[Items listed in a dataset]
____

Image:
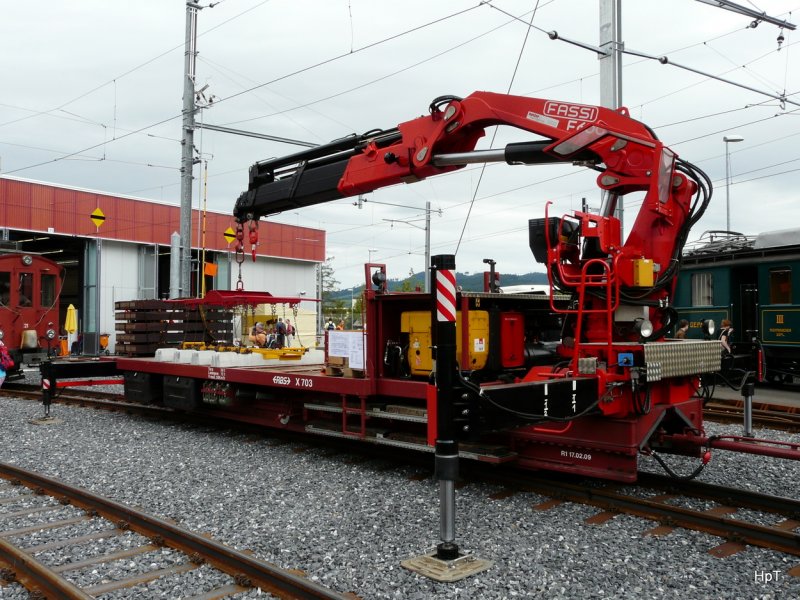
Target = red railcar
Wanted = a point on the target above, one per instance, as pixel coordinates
(30, 286)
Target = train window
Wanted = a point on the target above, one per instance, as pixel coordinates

____

--- What the task asks ---
Your copy of the records must match them exactly, except that no pictures appear in it.

--- Answer ---
Image:
Target = red railcar
Wanted = a point on the target above, one per instance, as pixel coordinates
(30, 286)
Target = train window
Wanted = a point on the target above, one per instance, as pixel coordinates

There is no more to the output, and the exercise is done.